--- Begin EXCERPT PROVIDED ---
I, Arthur Becker, certify that:

      1.     I have reviewed this quarterly report on Form 10-Q of NaviSite, Inc.;

      2.     Based on my knowledge, this quarterly report does not contain any untrue statement of a material fact or omit to state a material fact necessary to make the statements made, in light of the circumstances under which such statements were made, not misleading with respect to the period covered by this quarterly report;

      3.     Based on my knowledge, the financial statements, and other financial information included in this quarterly report, fairly present in all material respects the financial condition, results of operations and cash flows of the registrant as of, and for, the periods presented in this quarterly report;

      4.     The registrant’s other certifying officer and I are responsible for establishing and maintaining disclosure controls and procedures (as defined in Exchange Act Rules 13a-14 and 15d-14) for the registrant and we have:

        a) designed such disclosure controls and procedures to ensure that material information relating to the registrant, including its consolidated subsidiaries, is made known to us by others within those entities, particularly during the period in which this quarterly report is being prepared;
 
        b) evaluated the effectiveness of the registrant’s disclosure controls and procedures as of a date within 90 days prior to the filing date of this quarterly report (the “Evaluation Date”); and
 
        c) presented in this quarterly report our conclusions about the effectiveness of the disclosure controls and procedures based on our evaluation as of the Evaluation Date;

      5.     The registrant’s other certifying officer and I have disclosed, based on our most recent evaluation, to the registrant’s auditors and the audit committee of registrant’s board of directors (or persons performing the equivalent function):

        a) all significant deficiencies in the design or operation of internal controls which could adversely affect the registrant’s ability to record, process, summarize and report financial data and have identified for the registrant’s auditors any material weaknesses in internal controls; and
 
        b) any fraud, whether or not material, that involves management or other employees who have a significant role in the registrant’s internal controls; and

      6.     The registrant’s other certifying officer and I have indicated in this quarterly report whether or not there were significant changes in internal controls or in other factors that could significantly affect internal controls subsequent to the date of our most recent evaluation, including any corrective actions with regard to significant deficiencies and material weaknesses.
--- End EXCERPT PROVIDED ---
--- Begin DATASET EXTRACT ---
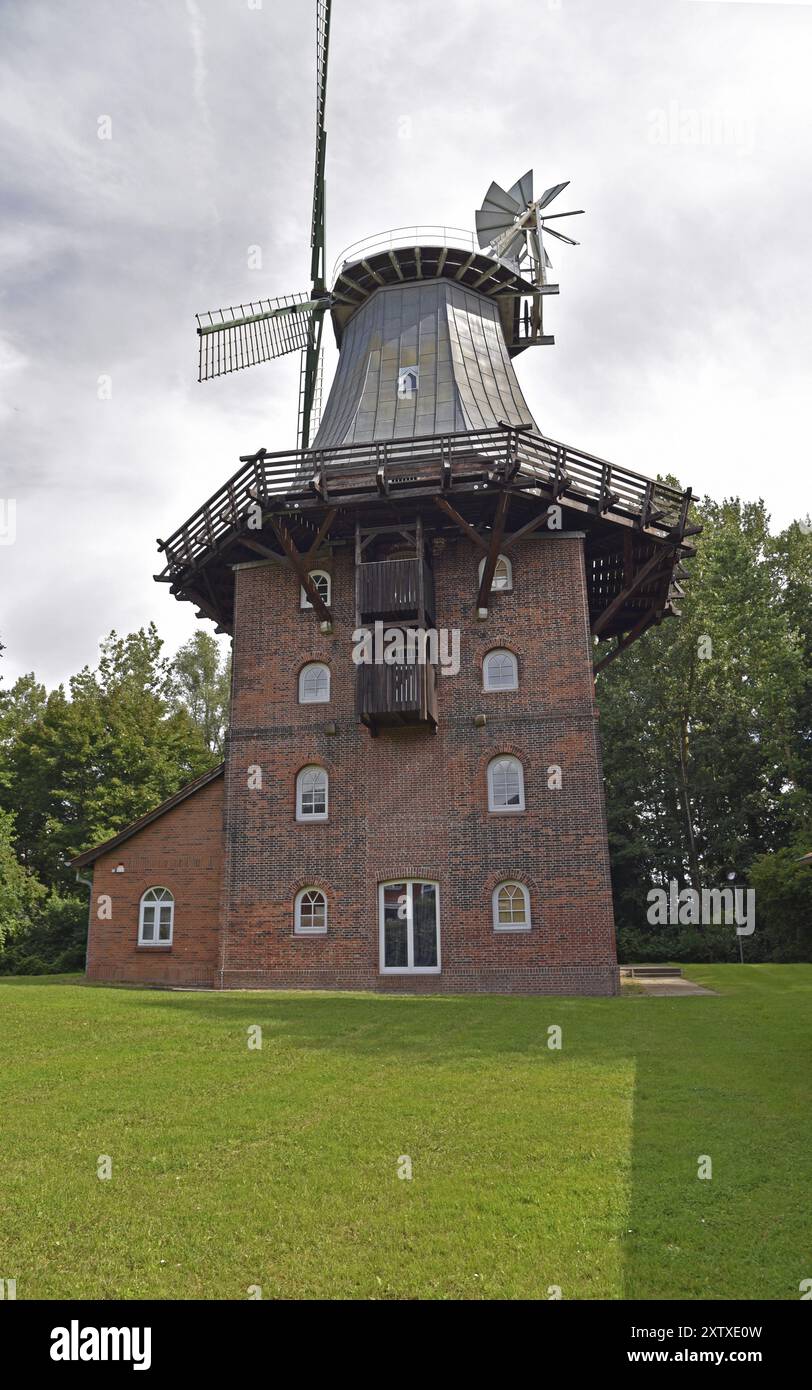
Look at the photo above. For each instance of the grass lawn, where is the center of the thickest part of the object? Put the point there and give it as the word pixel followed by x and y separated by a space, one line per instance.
--- End DATASET EXTRACT ---
• [WORK TO DO]
According to the certification excerpt, within what period before the quarterly report's filing date was the effectiveness of the registrant's disclosure controls and procedures evaluated?

• [RESPONSE TO THE TASK]
Within 90 days prior to the filing date of the quarterly report.